The task => Identify each line in the material below that contains the word "hand", treating uppercase and lowercase as different, and copy those lines.
======== Data to process ========
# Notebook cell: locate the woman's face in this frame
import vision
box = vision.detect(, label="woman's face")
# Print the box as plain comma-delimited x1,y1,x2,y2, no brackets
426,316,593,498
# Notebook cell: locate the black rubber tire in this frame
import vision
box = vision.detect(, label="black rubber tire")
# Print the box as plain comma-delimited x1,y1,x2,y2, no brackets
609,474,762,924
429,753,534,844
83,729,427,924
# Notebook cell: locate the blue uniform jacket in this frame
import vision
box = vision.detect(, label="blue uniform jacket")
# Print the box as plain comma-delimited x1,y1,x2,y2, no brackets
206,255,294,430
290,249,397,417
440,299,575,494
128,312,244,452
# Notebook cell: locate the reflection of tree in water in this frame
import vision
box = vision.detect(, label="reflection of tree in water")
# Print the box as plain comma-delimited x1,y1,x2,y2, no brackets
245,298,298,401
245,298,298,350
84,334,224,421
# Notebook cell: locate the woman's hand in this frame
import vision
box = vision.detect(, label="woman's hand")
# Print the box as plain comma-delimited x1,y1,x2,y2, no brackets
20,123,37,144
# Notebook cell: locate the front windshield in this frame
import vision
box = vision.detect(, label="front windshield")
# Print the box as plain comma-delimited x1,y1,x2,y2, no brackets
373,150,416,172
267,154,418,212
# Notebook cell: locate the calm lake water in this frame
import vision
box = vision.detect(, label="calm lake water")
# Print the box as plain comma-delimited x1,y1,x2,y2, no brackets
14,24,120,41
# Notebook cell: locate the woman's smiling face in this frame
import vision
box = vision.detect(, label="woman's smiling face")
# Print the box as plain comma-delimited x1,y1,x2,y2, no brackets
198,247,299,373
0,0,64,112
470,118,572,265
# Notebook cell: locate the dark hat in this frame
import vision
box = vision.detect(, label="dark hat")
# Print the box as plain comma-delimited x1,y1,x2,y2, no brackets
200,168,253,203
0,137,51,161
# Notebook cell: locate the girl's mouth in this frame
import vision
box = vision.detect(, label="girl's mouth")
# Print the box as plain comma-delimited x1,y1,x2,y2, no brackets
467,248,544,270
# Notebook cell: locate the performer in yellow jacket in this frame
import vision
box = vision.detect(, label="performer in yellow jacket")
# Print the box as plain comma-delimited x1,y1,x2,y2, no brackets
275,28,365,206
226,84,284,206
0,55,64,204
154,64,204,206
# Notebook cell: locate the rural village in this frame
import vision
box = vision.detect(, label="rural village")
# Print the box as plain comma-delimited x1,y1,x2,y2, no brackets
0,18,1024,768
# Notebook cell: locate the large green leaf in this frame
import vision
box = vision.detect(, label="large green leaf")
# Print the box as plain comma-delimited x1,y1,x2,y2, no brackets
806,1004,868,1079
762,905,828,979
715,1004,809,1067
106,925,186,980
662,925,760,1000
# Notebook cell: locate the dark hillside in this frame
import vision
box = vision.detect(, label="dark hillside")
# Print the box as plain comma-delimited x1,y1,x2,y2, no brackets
========
Reply =>
# Notebook cell: locate the woman's hand in this frame
box = vision.detect(, label="woman's hand")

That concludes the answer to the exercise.